→ **WHAT TO DO**: Can you convert all the records into a two-column CSV with the headers request and points, one row per request, putting its text and its answer each in a single quoted field with line breaks changed to spaces? Leave out the pictures.
::: MATERIAL SUPPLIED
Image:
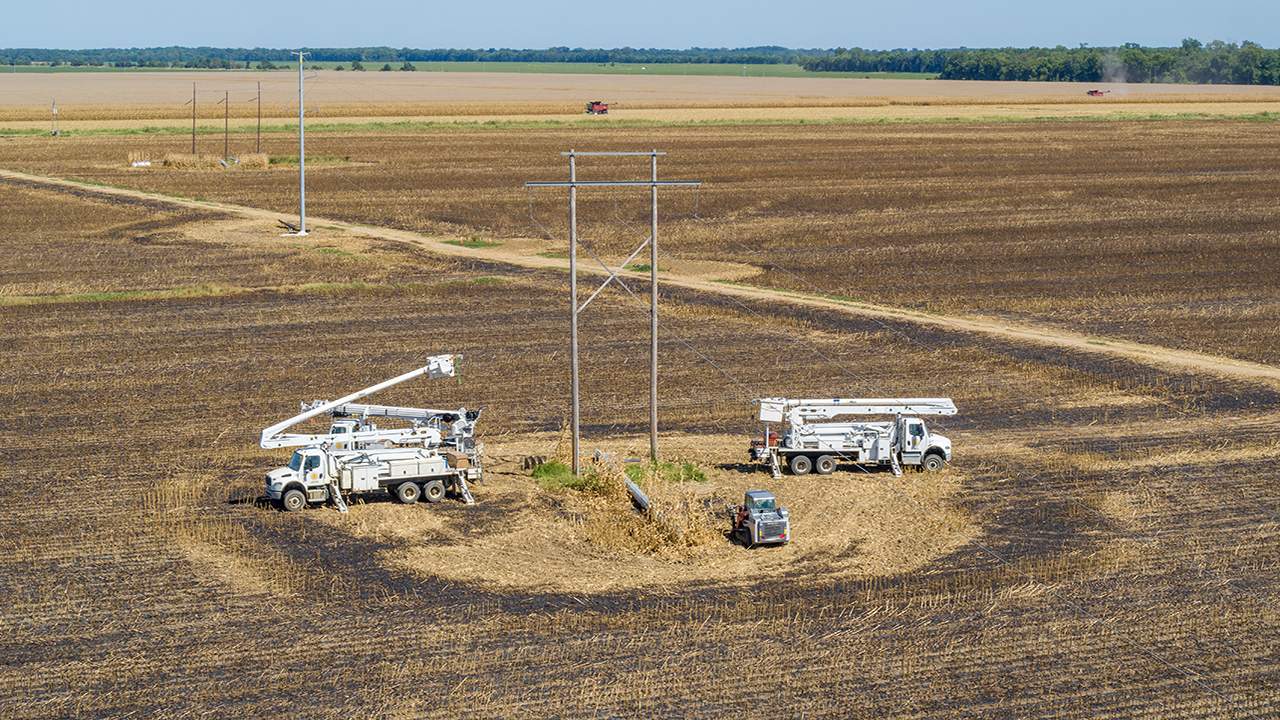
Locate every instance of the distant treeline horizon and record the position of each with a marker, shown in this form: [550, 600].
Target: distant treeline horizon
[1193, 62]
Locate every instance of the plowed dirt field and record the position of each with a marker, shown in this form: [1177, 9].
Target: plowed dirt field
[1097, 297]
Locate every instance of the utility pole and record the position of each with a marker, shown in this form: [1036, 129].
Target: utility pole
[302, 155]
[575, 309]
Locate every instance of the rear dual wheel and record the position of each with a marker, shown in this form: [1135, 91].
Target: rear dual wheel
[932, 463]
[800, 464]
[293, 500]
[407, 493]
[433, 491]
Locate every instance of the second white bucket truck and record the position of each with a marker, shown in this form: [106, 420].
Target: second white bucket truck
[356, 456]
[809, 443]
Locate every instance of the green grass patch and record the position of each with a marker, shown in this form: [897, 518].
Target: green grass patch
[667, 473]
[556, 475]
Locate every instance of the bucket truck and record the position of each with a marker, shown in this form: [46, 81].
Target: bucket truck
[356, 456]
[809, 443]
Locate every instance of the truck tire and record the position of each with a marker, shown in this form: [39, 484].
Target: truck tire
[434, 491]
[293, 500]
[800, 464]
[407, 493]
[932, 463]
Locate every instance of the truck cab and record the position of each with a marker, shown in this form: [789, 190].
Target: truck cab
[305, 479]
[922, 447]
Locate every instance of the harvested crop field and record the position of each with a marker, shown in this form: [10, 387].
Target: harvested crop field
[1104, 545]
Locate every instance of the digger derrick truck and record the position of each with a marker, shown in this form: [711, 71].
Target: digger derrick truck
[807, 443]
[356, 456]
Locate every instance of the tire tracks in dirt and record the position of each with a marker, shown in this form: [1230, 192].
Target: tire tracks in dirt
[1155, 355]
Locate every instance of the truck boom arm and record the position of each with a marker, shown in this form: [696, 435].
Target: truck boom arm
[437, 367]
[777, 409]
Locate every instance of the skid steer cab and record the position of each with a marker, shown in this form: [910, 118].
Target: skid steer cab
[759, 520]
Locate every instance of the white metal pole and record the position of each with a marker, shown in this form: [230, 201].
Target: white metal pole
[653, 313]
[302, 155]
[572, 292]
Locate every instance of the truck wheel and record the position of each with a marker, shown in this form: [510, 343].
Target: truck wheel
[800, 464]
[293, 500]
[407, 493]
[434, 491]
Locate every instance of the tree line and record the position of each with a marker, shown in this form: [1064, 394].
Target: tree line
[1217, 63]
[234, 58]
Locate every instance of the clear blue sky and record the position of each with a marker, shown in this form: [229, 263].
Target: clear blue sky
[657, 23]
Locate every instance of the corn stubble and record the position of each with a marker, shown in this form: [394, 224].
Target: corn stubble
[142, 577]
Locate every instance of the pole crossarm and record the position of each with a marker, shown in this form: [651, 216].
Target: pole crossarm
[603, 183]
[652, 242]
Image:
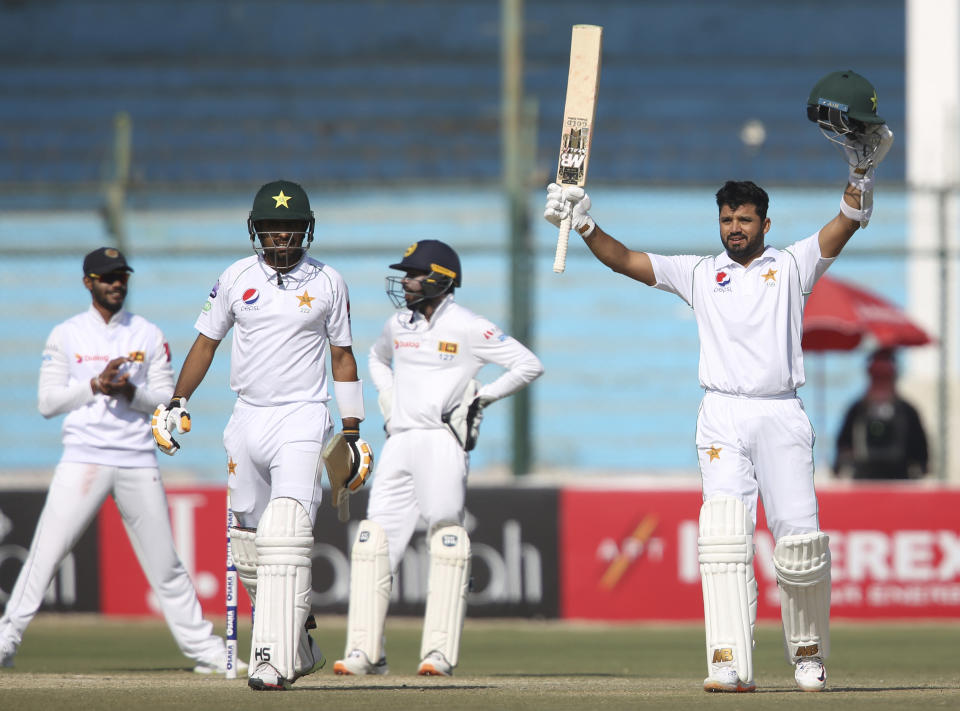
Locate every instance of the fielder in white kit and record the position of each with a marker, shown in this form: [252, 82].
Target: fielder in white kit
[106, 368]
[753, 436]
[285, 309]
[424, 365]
::::::
→ **WORKED ANSWER**:
request,points
"Image: Locate every instance of the distant treeline horizon and record the position of each with a marker, shown in this form: [550, 600]. Target: distant treeline horizon","[1193, 62]"
"Locate every instance of the plowed dirt field and record the position of each with a marker, shown in this form: [1177, 9]. Target: plowed dirt field","[1097, 297]"
"Locate every instance of the utility pole and record the position of each with a marker, shown in this form: [1036, 129]. Target: utility pole","[302, 155] [575, 309]"
"Locate every instance of the rear dual wheel and record the position of each with a marker, shown in this form: [1135, 91]. Target: rear dual wheel","[932, 463] [800, 464] [293, 500] [407, 493] [433, 491]"
"Locate every instance of the second white bucket truck and record the position of each with a marker, shown in this form: [106, 420]. Target: second white bucket truck","[356, 456] [809, 443]"
"Locate every instance of the green grass patch and record the position of each with a marker, shown in this form: [897, 518]. Target: green grass patch","[667, 473] [556, 475]"
"Locate every instance of the bucket truck and record the position of each with a marker, shown in this form: [46, 81]. Target: bucket truck","[356, 456] [809, 443]"
"Locate every instance of the truck tire and record the position of each with a marker, shown in this form: [39, 484]. Target: truck tire","[434, 491] [293, 500] [800, 464] [407, 493] [932, 463]"
"Locate every instance of the truck cab and record the position of each with a marker, shown in this form: [789, 190]. Target: truck cab","[305, 479] [922, 447]"
"Locate every instance of the harvested crop field and record the position of each with a marker, shown in this form: [10, 387]. Target: harvested crop field","[1104, 545]"
"Locate every instance of the digger derrick truck and record the position of each with a marker, shown in this form: [711, 71]. Target: digger derrick truck","[807, 443] [356, 456]"
"Locate every instance of the tire tracks in dirt and record the position of each with a marker, shown in this form: [1230, 192]. Target: tire tracks in dirt","[1155, 355]"
"Locate every instance of the truck boom arm and record the position of each with a marker, shown in this form: [696, 435]. Target: truck boom arm","[437, 367] [777, 409]"
"Locate every instance of the skid steer cab and record the position of each with a marker, shown in this form: [910, 118]. Target: skid steer cab","[759, 520]"
"Locate every instance of the white metal pole and record the position of each with a marker, shown in this form: [230, 201]. Target: white metal pole","[653, 313] [302, 155] [572, 292]"
"Locate every instance of the truck wheel and record the position of each with a marker, shown in this form: [510, 343]. Target: truck wheel","[800, 464] [293, 500] [407, 493] [434, 491]"
"Locate every instance of the tree line and record the position of each with a marker, shown in this form: [1064, 394]. Target: tree line","[1217, 63] [234, 58]"
"Locate every instance of the clear blue sky and record the position of each with a marker, shown in this form: [229, 263]. Target: clear blue sky","[657, 23]"
"Locate every instance of the corn stubble and record the position of each with a marker, shown in this form: [394, 224]. Target: corn stubble","[142, 577]"
"Locate every instance of the pole crossarm and record the position of each with a marker, shown in this form: [651, 216]. Target: pole crossarm","[603, 183] [652, 242]"
"Image: Locate every instance of the fielder in white kit and record the position of each with a marker, shown in this form: [252, 82]. Target: fielder in white kit","[106, 368] [753, 436] [285, 309] [424, 365]"